◆ Work to complete: Copy each line of the data below word for word, with no changes.

━━━━━ Data ━━━━━

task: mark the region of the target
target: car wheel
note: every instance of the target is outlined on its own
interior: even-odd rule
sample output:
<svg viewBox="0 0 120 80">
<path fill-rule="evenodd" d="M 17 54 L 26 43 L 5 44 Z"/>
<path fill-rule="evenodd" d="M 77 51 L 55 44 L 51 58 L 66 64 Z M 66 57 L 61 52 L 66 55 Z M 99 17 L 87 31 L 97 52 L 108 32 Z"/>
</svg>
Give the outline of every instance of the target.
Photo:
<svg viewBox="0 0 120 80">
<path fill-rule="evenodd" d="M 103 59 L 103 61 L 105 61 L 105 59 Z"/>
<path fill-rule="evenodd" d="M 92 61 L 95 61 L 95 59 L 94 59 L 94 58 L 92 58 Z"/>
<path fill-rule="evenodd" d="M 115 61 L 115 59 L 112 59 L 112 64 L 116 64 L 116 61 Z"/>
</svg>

━━━━━

◆ Worked solution:
task: mark the region of the target
target: car wheel
note: every instance of the target is outlined on its own
interior: even-odd rule
sample output:
<svg viewBox="0 0 120 80">
<path fill-rule="evenodd" d="M 17 54 L 26 43 L 5 44 Z"/>
<path fill-rule="evenodd" d="M 77 51 L 55 44 L 51 58 L 66 64 Z M 66 57 L 61 52 L 66 55 Z M 99 17 L 87 31 L 97 52 L 108 32 Z"/>
</svg>
Give the outline of every instance of the target.
Photo:
<svg viewBox="0 0 120 80">
<path fill-rule="evenodd" d="M 103 59 L 103 61 L 105 61 L 105 59 Z"/>
<path fill-rule="evenodd" d="M 92 61 L 95 61 L 95 59 L 94 59 L 94 58 L 92 58 Z"/>
<path fill-rule="evenodd" d="M 115 61 L 115 59 L 112 59 L 112 64 L 116 64 L 116 61 Z"/>
</svg>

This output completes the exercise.